[Entries from a pointing dataset]
# # # # #
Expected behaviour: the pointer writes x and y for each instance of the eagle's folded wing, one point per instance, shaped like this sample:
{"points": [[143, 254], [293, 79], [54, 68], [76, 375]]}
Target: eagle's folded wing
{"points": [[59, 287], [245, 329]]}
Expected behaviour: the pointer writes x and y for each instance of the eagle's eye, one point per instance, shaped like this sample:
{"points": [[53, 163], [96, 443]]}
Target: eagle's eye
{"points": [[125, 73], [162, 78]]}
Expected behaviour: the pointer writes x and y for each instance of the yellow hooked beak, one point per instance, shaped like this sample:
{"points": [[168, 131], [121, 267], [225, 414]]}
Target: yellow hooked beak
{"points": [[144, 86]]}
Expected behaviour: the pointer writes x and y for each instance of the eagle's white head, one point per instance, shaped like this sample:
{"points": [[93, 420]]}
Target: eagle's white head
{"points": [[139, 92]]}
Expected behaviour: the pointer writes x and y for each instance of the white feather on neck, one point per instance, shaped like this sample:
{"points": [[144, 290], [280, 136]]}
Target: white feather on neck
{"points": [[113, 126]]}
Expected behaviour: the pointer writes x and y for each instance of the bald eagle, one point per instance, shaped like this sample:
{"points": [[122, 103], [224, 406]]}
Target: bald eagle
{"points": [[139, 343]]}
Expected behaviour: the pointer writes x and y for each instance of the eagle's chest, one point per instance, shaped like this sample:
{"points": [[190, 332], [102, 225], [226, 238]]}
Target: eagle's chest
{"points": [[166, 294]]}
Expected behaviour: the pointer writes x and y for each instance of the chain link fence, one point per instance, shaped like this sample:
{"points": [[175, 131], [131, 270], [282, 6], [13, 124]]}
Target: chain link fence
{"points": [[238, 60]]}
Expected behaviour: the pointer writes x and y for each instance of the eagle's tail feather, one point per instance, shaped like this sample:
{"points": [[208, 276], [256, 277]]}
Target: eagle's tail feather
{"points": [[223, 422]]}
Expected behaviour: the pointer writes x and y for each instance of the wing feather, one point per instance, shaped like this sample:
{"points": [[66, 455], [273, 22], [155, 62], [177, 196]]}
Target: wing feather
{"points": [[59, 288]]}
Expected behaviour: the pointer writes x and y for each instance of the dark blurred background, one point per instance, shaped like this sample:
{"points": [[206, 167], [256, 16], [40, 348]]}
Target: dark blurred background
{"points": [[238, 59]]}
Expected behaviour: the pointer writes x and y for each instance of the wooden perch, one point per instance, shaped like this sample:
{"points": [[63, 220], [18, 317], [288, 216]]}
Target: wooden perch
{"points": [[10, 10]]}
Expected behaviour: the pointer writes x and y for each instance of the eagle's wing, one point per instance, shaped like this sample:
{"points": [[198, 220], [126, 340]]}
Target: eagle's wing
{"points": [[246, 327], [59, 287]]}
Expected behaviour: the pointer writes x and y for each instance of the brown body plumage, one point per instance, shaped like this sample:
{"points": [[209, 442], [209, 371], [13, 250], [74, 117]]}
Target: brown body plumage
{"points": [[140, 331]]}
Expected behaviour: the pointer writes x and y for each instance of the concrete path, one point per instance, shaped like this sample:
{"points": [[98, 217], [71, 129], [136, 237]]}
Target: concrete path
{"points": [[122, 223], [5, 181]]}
# # # # #
Return the lines from the line containing "of the dark" to the end of the entries above, exactly as they appear and with no other output.

Expected behaviour: the pointer writes x and y for each instance of the dark blurred background, one point per instance, shaped like this sample:
{"points": [[206, 167], [256, 16], [40, 348]]}
Target: dark blurred background
{"points": [[238, 59]]}
Expected behaviour: the pointer writes x and y for each instance of the wooden perch, one point per instance, shaped like this sample:
{"points": [[63, 220], [18, 317], [288, 216]]}
Target: wooden perch
{"points": [[10, 10]]}
Expected behaviour: the pointer writes x and y for each instance of the eagle's wing, one point per instance, shaped like this sample:
{"points": [[198, 220], [126, 340]]}
Target: eagle's wing
{"points": [[246, 327], [59, 287]]}
Expected behaviour: the pointer writes x and y for each instance of the brown body plumage, one point per instance, shaped like this sample:
{"points": [[209, 442], [209, 371], [13, 250], [74, 117]]}
Target: brown body plumage
{"points": [[140, 331]]}
Expected behaviour: the pointer writes x and y for each instance of the concrete path, one point per instance, shaped like this sample:
{"points": [[98, 217], [71, 129], [136, 237]]}
Target: concrete path
{"points": [[122, 223], [5, 181]]}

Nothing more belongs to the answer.